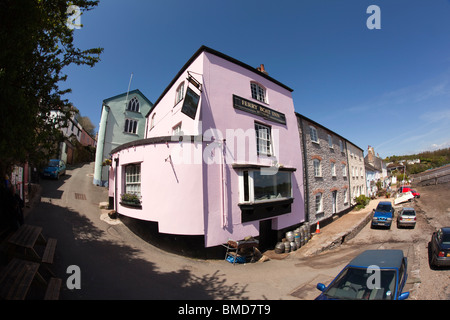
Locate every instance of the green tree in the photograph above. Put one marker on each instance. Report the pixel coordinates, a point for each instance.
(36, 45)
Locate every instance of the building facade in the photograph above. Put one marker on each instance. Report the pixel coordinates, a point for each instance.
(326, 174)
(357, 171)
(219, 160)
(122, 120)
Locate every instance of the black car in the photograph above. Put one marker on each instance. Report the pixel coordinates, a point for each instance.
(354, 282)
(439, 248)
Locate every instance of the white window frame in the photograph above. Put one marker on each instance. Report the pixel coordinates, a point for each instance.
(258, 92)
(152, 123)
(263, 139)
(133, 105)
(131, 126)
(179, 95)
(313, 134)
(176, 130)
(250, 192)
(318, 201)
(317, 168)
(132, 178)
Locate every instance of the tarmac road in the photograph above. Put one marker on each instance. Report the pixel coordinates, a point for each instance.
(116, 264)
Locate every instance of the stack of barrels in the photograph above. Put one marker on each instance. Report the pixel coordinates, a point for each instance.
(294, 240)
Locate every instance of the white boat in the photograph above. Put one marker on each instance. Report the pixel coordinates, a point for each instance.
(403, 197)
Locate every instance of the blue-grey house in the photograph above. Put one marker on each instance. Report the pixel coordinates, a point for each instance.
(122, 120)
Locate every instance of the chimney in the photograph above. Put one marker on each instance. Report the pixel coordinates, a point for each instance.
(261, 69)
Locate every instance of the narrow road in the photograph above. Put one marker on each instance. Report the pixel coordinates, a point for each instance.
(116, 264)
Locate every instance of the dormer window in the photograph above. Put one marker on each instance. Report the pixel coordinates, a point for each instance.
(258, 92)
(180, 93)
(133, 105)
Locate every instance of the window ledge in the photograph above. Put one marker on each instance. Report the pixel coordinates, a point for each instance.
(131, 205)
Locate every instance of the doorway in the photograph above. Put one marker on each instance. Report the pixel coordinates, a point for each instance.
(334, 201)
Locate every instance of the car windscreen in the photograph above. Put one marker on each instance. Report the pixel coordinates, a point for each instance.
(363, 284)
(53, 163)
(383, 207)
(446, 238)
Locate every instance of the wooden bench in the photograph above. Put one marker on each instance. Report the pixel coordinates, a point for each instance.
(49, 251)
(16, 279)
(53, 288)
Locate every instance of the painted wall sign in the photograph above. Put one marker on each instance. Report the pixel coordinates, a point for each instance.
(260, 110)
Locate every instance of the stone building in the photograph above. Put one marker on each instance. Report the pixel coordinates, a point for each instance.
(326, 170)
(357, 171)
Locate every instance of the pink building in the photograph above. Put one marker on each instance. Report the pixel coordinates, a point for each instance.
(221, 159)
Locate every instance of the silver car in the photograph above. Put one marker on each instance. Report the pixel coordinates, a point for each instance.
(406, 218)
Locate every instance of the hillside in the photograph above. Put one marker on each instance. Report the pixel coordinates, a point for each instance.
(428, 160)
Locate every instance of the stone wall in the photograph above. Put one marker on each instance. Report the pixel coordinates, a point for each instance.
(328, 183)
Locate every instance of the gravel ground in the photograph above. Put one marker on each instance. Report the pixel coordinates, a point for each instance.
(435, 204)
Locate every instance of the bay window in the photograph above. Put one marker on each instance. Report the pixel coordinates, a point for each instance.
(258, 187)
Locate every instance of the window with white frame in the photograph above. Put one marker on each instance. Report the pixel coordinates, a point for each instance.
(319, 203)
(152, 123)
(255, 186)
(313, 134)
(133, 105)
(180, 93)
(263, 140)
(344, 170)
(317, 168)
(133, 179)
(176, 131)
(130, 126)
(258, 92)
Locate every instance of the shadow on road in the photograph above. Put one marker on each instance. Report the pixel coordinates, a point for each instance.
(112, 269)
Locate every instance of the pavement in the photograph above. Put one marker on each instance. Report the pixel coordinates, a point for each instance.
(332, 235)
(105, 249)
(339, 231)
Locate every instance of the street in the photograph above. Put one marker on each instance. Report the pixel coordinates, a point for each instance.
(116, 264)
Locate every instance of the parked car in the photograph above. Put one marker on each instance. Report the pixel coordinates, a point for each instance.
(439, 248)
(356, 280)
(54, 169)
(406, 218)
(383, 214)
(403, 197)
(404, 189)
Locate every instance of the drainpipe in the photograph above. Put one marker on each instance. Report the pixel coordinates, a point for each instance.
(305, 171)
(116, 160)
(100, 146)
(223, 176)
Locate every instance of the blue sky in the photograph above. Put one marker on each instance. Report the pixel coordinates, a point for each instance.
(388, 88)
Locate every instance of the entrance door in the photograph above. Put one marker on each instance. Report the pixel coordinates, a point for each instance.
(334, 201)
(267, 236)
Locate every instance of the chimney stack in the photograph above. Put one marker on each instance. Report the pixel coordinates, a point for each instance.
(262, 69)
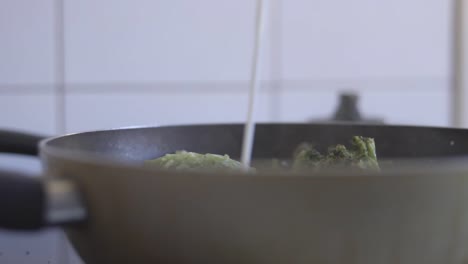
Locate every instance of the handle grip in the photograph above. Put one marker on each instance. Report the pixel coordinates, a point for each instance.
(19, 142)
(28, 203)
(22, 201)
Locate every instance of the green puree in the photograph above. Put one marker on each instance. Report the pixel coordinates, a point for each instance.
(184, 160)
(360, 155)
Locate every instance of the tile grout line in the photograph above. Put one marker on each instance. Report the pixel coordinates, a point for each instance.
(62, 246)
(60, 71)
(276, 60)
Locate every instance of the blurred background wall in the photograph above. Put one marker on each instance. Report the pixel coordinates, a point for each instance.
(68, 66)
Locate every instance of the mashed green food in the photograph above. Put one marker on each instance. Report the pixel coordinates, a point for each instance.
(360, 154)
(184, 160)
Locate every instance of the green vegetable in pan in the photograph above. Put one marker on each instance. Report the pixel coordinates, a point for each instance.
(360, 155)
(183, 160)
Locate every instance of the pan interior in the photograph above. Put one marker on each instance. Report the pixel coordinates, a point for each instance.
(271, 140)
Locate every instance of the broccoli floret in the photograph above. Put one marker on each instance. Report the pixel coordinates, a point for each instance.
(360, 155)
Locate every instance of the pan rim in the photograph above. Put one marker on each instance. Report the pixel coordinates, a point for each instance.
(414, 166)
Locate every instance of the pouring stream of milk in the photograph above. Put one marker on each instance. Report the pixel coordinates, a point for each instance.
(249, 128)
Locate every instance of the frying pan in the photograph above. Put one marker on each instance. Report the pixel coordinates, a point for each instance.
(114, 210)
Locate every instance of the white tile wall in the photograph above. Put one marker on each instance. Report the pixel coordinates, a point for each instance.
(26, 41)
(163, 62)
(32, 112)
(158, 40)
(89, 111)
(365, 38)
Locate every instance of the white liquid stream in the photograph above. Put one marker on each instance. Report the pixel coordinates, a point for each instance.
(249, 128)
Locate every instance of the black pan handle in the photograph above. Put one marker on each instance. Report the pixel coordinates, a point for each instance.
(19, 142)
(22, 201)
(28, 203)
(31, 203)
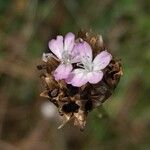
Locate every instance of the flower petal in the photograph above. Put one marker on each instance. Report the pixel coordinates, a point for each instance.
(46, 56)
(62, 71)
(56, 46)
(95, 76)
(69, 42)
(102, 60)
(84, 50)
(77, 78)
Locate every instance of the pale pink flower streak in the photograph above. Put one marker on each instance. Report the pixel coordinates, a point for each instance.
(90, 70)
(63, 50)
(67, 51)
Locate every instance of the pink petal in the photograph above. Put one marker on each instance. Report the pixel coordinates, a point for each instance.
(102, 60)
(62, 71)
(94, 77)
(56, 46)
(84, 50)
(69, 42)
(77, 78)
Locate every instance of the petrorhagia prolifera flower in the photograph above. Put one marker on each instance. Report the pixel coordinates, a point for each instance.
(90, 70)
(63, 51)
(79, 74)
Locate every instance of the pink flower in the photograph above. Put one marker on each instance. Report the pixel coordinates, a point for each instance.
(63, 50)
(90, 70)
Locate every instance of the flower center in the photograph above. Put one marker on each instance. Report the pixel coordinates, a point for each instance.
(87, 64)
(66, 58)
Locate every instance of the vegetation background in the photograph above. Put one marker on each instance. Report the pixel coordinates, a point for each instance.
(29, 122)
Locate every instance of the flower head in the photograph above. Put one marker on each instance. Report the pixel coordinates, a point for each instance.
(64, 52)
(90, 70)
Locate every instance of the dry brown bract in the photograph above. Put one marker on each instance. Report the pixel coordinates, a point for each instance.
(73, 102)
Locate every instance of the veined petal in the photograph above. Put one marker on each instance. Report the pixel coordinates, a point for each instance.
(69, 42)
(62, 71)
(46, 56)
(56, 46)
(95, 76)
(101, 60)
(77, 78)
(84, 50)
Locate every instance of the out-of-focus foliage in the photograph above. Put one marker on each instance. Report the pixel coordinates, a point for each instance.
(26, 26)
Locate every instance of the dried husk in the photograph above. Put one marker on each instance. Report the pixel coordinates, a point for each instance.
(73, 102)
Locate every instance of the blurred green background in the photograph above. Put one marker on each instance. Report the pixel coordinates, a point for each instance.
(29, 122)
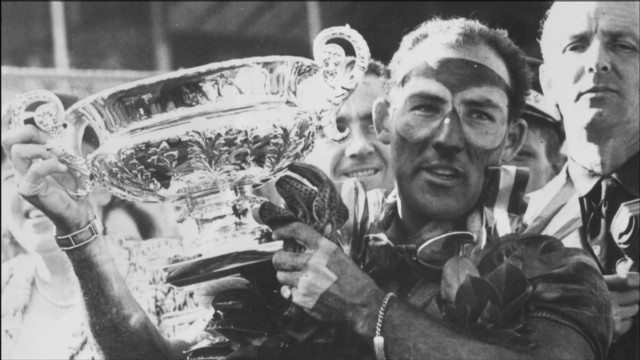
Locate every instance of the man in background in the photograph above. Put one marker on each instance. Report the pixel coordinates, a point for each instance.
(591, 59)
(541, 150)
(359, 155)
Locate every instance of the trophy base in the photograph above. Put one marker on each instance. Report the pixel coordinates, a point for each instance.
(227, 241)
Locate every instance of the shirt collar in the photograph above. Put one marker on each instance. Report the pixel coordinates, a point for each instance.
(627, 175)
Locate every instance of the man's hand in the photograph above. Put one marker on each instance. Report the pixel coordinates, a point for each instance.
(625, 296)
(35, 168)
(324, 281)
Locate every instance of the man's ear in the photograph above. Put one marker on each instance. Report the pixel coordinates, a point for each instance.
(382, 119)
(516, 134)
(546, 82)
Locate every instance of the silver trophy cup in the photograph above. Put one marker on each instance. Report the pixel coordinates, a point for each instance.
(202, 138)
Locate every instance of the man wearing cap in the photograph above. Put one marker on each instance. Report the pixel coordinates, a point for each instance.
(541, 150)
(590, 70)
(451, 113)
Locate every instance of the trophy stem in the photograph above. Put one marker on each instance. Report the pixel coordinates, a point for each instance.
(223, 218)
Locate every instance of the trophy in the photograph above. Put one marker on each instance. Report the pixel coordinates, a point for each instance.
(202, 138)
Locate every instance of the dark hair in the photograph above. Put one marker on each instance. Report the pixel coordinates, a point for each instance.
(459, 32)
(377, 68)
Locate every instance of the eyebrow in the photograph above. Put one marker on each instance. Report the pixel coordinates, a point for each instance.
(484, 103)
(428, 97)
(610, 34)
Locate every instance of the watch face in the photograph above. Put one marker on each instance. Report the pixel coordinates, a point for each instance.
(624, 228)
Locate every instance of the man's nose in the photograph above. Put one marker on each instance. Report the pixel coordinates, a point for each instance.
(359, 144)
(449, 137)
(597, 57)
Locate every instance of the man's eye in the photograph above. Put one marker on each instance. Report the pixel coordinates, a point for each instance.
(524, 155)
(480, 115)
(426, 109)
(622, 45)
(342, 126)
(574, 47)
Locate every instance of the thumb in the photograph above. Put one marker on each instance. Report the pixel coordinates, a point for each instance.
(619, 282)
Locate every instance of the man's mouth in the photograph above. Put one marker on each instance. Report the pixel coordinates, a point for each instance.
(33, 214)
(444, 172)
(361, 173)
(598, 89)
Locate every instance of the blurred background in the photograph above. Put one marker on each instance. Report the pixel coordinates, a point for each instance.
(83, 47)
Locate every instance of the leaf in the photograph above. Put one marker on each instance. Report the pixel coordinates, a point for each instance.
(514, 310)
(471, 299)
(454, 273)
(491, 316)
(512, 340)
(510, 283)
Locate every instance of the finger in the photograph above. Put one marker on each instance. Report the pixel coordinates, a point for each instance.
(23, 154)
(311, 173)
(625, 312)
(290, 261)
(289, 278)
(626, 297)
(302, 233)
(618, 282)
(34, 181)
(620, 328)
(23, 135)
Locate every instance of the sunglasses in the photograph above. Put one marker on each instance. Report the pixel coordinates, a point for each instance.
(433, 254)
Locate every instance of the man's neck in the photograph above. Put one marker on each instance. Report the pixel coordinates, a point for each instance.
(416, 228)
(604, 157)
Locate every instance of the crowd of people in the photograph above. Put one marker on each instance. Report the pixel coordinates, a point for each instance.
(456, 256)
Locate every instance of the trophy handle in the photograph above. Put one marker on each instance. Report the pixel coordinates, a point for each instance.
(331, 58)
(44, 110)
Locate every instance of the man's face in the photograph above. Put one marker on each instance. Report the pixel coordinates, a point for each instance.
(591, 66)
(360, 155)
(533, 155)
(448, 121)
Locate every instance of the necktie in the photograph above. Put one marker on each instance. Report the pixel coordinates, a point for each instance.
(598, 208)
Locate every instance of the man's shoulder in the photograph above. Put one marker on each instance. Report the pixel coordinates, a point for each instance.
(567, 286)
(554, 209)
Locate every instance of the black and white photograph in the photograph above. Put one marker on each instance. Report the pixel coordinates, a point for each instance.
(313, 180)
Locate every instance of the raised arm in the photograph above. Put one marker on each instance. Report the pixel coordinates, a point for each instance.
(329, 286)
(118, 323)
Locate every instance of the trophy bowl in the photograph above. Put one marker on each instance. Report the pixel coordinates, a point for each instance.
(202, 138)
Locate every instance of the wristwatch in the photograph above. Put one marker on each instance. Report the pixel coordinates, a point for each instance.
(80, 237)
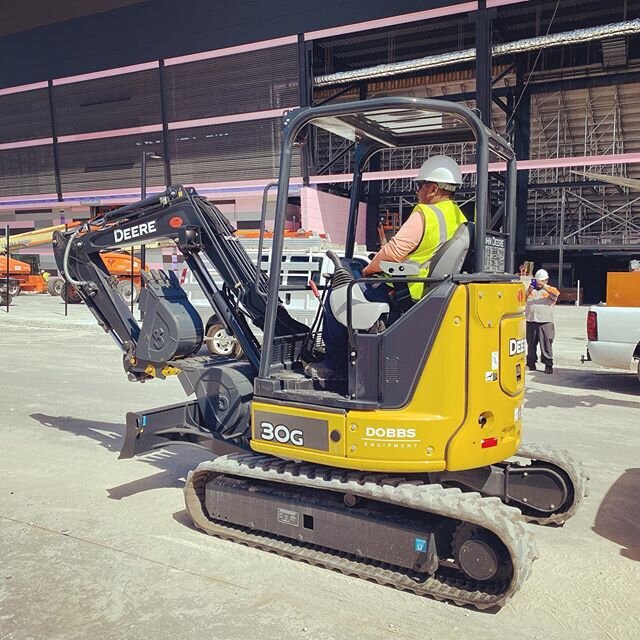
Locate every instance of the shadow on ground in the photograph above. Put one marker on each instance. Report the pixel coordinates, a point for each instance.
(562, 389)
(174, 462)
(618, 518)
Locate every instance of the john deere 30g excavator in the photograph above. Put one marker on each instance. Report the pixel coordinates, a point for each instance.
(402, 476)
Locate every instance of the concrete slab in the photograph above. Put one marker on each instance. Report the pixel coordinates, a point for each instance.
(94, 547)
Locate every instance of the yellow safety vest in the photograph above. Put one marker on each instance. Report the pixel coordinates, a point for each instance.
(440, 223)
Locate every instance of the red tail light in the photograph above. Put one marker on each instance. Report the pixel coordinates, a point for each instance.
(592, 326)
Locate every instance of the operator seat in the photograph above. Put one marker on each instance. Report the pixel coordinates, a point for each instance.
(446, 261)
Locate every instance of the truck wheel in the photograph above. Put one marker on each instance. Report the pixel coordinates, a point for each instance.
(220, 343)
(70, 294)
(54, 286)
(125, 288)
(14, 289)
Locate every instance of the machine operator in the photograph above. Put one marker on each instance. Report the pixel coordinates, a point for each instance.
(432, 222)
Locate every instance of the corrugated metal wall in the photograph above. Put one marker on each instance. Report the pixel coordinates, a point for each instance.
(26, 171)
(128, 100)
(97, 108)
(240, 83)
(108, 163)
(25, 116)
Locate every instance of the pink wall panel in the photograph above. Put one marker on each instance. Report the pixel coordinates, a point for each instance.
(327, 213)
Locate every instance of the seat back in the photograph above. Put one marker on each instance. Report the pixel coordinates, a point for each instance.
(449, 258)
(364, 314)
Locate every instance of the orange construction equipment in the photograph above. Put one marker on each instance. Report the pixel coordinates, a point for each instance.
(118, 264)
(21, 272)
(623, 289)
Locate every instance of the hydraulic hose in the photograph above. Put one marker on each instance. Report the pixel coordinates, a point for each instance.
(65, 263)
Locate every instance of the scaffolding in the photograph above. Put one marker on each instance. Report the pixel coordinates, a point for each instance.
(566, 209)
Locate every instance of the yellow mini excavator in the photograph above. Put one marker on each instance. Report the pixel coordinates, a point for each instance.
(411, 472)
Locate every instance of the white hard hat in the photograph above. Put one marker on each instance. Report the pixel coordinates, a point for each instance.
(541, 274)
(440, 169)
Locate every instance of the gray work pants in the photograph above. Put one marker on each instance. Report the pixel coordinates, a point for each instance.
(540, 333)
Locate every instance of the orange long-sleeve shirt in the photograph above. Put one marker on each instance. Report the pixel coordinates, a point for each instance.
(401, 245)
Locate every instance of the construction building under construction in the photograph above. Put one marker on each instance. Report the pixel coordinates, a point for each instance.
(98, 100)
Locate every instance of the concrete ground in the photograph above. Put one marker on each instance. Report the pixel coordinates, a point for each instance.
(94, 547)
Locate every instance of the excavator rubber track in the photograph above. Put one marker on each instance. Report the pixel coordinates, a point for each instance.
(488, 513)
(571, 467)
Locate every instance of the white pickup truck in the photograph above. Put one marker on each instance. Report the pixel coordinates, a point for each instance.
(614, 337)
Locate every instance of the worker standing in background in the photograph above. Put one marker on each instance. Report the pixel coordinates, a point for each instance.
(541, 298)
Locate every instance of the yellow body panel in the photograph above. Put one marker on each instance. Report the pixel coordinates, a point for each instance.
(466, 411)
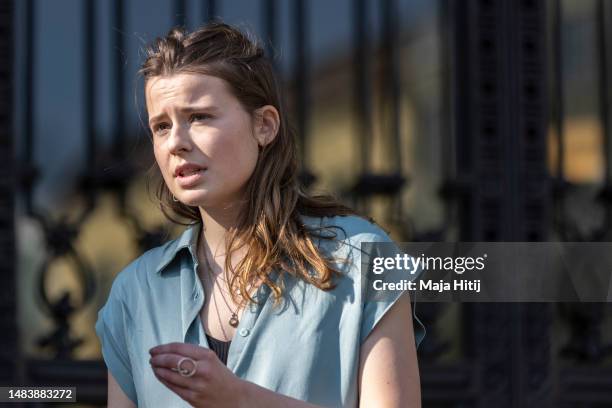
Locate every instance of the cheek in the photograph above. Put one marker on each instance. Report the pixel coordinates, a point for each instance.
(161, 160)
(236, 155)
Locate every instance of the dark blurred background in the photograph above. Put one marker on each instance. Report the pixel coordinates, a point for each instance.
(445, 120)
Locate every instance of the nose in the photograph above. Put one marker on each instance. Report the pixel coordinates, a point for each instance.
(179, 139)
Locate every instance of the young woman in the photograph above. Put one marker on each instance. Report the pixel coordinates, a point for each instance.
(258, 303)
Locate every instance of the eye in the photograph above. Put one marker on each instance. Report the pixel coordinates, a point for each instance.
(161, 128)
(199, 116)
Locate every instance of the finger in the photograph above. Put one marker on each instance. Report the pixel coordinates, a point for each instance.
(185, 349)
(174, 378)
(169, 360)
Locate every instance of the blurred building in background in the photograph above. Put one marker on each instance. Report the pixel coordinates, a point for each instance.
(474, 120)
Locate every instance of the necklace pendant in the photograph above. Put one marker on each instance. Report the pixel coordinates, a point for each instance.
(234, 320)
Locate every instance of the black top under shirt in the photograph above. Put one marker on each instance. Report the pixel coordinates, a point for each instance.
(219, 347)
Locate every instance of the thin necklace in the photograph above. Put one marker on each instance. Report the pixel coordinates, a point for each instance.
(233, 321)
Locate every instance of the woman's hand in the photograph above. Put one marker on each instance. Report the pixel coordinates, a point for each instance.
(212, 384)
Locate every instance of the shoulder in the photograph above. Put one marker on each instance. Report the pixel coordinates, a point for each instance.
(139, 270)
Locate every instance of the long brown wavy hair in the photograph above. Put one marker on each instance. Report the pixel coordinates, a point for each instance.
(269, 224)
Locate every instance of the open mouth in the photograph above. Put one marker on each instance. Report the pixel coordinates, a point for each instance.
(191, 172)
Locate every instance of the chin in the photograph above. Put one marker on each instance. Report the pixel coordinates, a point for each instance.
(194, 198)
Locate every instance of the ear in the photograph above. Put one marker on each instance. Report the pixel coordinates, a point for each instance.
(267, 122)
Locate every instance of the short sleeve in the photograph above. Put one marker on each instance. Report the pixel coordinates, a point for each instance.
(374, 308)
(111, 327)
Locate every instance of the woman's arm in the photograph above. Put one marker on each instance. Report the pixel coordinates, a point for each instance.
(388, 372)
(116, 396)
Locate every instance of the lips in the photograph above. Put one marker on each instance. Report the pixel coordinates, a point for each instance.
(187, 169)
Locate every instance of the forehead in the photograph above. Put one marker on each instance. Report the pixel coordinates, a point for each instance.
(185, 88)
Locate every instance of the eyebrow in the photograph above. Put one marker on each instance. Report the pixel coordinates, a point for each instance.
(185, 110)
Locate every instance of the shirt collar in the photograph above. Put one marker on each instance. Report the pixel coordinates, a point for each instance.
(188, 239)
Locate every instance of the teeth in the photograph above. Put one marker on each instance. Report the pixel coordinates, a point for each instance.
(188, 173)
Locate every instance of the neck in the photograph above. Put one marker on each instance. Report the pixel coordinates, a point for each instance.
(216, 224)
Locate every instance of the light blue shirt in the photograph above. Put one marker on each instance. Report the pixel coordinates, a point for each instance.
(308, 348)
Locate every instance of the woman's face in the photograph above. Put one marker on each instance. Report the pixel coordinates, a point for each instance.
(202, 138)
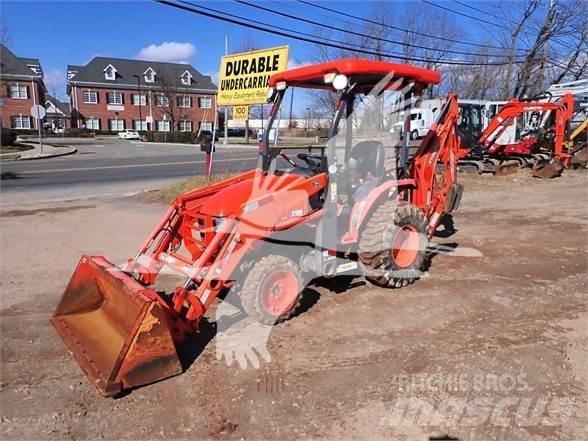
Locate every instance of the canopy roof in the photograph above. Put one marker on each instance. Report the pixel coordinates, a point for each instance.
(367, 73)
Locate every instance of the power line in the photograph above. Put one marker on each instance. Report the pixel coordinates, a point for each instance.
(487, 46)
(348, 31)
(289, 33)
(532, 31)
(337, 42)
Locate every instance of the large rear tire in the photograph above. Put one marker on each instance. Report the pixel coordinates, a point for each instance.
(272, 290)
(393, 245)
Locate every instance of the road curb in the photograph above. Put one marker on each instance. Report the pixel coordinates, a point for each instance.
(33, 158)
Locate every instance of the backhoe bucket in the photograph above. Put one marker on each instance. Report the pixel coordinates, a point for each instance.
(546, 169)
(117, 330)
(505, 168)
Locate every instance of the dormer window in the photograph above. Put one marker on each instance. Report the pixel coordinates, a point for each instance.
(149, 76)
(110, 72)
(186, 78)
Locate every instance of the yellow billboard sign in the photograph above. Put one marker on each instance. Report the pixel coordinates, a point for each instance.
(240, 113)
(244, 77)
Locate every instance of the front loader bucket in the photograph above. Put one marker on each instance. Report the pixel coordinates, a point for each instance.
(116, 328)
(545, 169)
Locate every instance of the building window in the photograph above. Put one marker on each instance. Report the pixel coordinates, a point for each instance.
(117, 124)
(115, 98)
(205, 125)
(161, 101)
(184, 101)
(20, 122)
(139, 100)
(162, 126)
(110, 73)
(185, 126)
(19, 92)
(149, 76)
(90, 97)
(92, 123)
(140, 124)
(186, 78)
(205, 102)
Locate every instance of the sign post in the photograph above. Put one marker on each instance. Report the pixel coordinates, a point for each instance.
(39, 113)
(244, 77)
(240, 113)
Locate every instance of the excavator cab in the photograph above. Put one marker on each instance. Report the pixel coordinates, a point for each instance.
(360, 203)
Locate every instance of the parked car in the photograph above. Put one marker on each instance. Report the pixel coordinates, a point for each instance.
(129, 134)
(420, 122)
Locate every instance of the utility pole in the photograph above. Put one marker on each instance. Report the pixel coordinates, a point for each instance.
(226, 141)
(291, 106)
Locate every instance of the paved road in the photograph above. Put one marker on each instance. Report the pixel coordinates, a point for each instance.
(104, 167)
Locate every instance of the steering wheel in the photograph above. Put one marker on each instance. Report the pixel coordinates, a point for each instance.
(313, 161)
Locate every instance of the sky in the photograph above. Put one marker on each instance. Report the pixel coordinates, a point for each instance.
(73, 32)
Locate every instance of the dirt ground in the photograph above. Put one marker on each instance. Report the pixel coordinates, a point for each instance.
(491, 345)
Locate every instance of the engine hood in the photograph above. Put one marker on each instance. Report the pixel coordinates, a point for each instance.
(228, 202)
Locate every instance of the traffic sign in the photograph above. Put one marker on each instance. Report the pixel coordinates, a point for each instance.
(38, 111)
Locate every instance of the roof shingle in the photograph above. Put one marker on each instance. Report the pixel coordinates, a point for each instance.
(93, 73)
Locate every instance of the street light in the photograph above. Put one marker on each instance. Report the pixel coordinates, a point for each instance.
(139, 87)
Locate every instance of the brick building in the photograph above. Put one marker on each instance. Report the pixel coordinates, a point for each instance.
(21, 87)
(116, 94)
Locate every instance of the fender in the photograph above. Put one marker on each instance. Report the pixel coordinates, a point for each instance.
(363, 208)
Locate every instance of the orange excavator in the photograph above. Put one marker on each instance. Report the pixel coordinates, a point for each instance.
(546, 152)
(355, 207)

**Task details**
Return the lines beginning at the one that contains "Locate every instance of the dirt" and continuing through the last line of the data, exactly as they stand and without any others.

**Answer in full**
Locate every instance of the dirt ground in the photograph above. Put one marker on each instance. Report the pixel coordinates, a point for each instance.
(491, 345)
Locate every instance of the engine hood in the photograph above. Put one marker on each instance. Report the pixel coordinates, a point for each instance.
(228, 202)
Locate every instance of the traffic sign in the photograph above. Put one marker on each instance. Report the pixel coordinates, a point for each instance.
(38, 111)
Locate every instance of the roof shingle in the photograph above. Put one marker on each instance. Report the pixel coordinates, a point for each instance.
(93, 73)
Locate every instance of the street light in the photograph above. Put one marker on each instance. Report the pixel coordinates, a point for each instance.
(139, 87)
Locate every instance of the brick building in the photograph above. Put one marker on each instance. Report the pixel coordinates, a point for each instance.
(21, 87)
(116, 94)
Locate every instance of the fender in the photograph above. Put one marker on each instance. Report the pixel coordinates, a point for each instance.
(363, 208)
Locate every instance of the orange excavator in the photograph above. Put one marker on each instance. Report the pixel coordinates, a point for each instance.
(546, 152)
(355, 207)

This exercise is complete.